[Stored data]
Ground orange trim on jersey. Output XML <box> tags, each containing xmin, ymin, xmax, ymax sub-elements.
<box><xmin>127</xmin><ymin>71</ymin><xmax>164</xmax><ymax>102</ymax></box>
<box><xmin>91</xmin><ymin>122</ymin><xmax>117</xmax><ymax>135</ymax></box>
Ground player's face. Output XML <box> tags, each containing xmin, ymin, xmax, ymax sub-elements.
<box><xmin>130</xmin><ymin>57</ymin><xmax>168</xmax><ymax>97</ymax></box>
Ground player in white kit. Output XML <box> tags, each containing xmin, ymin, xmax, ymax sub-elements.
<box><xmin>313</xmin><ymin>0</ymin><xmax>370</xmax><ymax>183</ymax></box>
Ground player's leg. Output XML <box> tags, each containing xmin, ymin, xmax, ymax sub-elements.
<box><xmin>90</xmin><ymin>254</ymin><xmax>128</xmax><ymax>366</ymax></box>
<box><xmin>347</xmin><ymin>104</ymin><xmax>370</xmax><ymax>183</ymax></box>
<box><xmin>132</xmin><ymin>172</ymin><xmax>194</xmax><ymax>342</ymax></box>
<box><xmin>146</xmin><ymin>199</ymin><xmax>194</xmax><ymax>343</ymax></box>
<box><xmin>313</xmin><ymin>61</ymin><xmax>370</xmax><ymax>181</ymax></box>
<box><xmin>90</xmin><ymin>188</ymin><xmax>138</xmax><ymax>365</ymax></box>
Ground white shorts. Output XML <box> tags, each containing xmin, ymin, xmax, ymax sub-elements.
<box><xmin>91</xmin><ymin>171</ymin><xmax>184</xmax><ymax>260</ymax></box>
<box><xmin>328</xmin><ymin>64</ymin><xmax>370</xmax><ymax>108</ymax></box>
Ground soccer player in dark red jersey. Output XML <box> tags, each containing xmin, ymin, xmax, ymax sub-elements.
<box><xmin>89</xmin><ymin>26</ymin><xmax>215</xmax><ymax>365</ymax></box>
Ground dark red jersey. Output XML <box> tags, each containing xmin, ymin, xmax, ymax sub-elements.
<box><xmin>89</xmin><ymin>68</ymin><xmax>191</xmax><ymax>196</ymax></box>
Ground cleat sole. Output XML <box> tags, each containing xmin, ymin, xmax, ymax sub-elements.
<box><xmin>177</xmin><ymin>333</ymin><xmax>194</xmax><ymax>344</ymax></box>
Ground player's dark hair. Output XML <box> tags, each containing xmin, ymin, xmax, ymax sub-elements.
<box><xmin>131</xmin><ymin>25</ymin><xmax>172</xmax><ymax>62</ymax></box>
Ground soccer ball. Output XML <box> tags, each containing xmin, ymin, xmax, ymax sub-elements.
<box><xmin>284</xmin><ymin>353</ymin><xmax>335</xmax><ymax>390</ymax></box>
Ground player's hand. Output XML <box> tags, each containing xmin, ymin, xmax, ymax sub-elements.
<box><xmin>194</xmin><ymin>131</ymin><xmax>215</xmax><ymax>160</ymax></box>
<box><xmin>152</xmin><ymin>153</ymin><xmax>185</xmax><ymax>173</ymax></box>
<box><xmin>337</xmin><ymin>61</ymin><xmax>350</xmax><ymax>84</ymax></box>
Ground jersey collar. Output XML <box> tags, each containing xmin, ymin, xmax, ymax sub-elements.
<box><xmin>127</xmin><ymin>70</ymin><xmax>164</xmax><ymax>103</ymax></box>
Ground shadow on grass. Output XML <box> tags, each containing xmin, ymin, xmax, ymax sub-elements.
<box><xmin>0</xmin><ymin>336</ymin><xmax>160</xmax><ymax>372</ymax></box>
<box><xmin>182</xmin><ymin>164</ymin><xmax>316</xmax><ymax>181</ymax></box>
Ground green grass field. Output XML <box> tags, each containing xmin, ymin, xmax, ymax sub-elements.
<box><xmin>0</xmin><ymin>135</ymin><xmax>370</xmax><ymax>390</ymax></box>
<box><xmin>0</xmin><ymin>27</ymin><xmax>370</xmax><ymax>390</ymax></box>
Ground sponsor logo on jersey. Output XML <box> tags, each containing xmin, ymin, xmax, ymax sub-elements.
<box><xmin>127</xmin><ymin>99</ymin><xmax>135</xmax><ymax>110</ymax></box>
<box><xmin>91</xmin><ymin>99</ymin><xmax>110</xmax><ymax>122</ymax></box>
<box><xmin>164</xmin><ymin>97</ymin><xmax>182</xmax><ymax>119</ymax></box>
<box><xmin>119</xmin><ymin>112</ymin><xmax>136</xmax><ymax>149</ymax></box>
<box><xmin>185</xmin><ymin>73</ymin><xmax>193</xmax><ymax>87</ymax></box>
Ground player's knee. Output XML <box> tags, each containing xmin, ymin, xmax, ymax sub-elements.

#### [REQUEST]
Arrange every line of the listing above as a Markdown table with the columns "Row" and "Entry", numbering the rows in order and skipping any blank lines.

#### [WRITTEN RESPONSE]
| Row | Entry |
|---|---|
| 1 | Ground orange trim on jersey. Output XML <box> tags, each containing xmin, ymin, xmax, ymax sub-elements. |
| 2 | <box><xmin>127</xmin><ymin>71</ymin><xmax>164</xmax><ymax>102</ymax></box> |
| 3 | <box><xmin>91</xmin><ymin>122</ymin><xmax>117</xmax><ymax>135</ymax></box> |
| 4 | Ground player's face. Output XML <box> tags, each containing xmin, ymin, xmax, ymax sub-elements. |
| 5 | <box><xmin>130</xmin><ymin>57</ymin><xmax>168</xmax><ymax>97</ymax></box> |
| 6 | Ground player in white kit. Output XML <box> tags, each containing xmin, ymin, xmax, ymax sub-elements. |
| 7 | <box><xmin>313</xmin><ymin>0</ymin><xmax>370</xmax><ymax>183</ymax></box> |
| 8 | Ground player's leg. Output XML <box> tags, each containing xmin, ymin, xmax, ymax sub-elements. |
| 9 | <box><xmin>90</xmin><ymin>254</ymin><xmax>128</xmax><ymax>366</ymax></box> |
| 10 | <box><xmin>347</xmin><ymin>104</ymin><xmax>370</xmax><ymax>183</ymax></box> |
| 11 | <box><xmin>132</xmin><ymin>172</ymin><xmax>194</xmax><ymax>342</ymax></box> |
| 12 | <box><xmin>146</xmin><ymin>199</ymin><xmax>194</xmax><ymax>343</ymax></box> |
| 13 | <box><xmin>313</xmin><ymin>61</ymin><xmax>370</xmax><ymax>181</ymax></box> |
| 14 | <box><xmin>90</xmin><ymin>188</ymin><xmax>138</xmax><ymax>365</ymax></box> |
| 15 | Ground white shorts. Output XML <box> tags, each containing xmin, ymin, xmax, ymax sub-elements. |
| 16 | <box><xmin>91</xmin><ymin>171</ymin><xmax>184</xmax><ymax>260</ymax></box> |
| 17 | <box><xmin>328</xmin><ymin>64</ymin><xmax>370</xmax><ymax>108</ymax></box> |
| 18 | Ground soccer player in dark red jersey. Output XML <box> tags, each containing xmin, ymin, xmax, ymax sub-elements. |
| 19 | <box><xmin>89</xmin><ymin>26</ymin><xmax>215</xmax><ymax>365</ymax></box> |
| 20 | Ground dark red jersey. Output XML <box> tags, each containing xmin, ymin, xmax, ymax sub-elements. |
| 21 | <box><xmin>89</xmin><ymin>68</ymin><xmax>191</xmax><ymax>196</ymax></box> |
| 22 | Ground cleat sole. Output XML <box> tags, each containing xmin, ymin, xmax, ymax sub-elements. |
| 23 | <box><xmin>177</xmin><ymin>333</ymin><xmax>194</xmax><ymax>344</ymax></box> |
| 24 | Ground player's dark hair. Output XML <box> tags, each containing xmin, ymin, xmax, ymax sub-elements. |
| 25 | <box><xmin>131</xmin><ymin>25</ymin><xmax>172</xmax><ymax>62</ymax></box> |
| 26 | Ground soccer ball. Output XML <box> tags, each containing xmin, ymin, xmax, ymax sub-elements. |
| 27 | <box><xmin>284</xmin><ymin>353</ymin><xmax>335</xmax><ymax>390</ymax></box> |
| 28 | Ground player's hand. Output XML <box> tags, each containing xmin, ymin, xmax, ymax sub-elements. |
| 29 | <box><xmin>194</xmin><ymin>131</ymin><xmax>215</xmax><ymax>160</ymax></box> |
| 30 | <box><xmin>152</xmin><ymin>153</ymin><xmax>185</xmax><ymax>173</ymax></box> |
| 31 | <box><xmin>337</xmin><ymin>61</ymin><xmax>350</xmax><ymax>84</ymax></box> |
| 32 | Ground jersey collar. Output XML <box> tags, each containing xmin, ymin, xmax, ymax sub-elements. |
| 33 | <box><xmin>127</xmin><ymin>70</ymin><xmax>164</xmax><ymax>103</ymax></box> |
| 34 | Ground shadow on grass. Output XML <box> tags, each containing xmin, ymin, xmax, ymax sub-elements. |
| 35 | <box><xmin>0</xmin><ymin>336</ymin><xmax>160</xmax><ymax>372</ymax></box> |
| 36 | <box><xmin>182</xmin><ymin>164</ymin><xmax>316</xmax><ymax>181</ymax></box> |
| 37 | Ground green grass field. Output XML <box> tags, each containing xmin, ymin, xmax, ymax sub-elements. |
| 38 | <box><xmin>0</xmin><ymin>135</ymin><xmax>370</xmax><ymax>390</ymax></box> |
| 39 | <box><xmin>0</xmin><ymin>27</ymin><xmax>370</xmax><ymax>390</ymax></box> |
| 40 | Ground sponsor logo on jersey. Output XML <box> tags, each containing xmin, ymin, xmax, ymax sub-elements. |
| 41 | <box><xmin>127</xmin><ymin>99</ymin><xmax>135</xmax><ymax>110</ymax></box> |
| 42 | <box><xmin>91</xmin><ymin>99</ymin><xmax>110</xmax><ymax>122</ymax></box> |
| 43 | <box><xmin>164</xmin><ymin>97</ymin><xmax>182</xmax><ymax>119</ymax></box> |
| 44 | <box><xmin>119</xmin><ymin>112</ymin><xmax>136</xmax><ymax>149</ymax></box> |
| 45 | <box><xmin>185</xmin><ymin>73</ymin><xmax>193</xmax><ymax>87</ymax></box> |
| 46 | Ground player's knee. Output XML <box> tags, each containing xmin, ymin, xmax, ymax sub-elements. |